> **What you have to do**
Without changing anything, output the records below.

[Stored data entries]

--------

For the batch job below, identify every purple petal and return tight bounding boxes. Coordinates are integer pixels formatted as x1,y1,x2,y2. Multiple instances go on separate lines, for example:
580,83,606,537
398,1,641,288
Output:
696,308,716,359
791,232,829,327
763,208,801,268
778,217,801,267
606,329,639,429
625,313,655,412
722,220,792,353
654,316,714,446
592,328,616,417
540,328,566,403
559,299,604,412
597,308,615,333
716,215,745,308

--------

> **Exercise answer**
For the batch job below, identify every purple petal and return tight bounding boxes. Coordinates are integer pixels formatted as x1,y1,x2,y2. Multiple instances go on separate lines, for example:
580,83,606,537
398,1,641,288
Output:
696,308,716,359
791,232,829,327
763,208,801,268
778,217,801,267
606,329,639,429
625,313,655,412
722,220,792,353
654,316,714,446
592,328,616,417
540,328,566,403
559,299,604,412
597,308,615,333
716,215,745,308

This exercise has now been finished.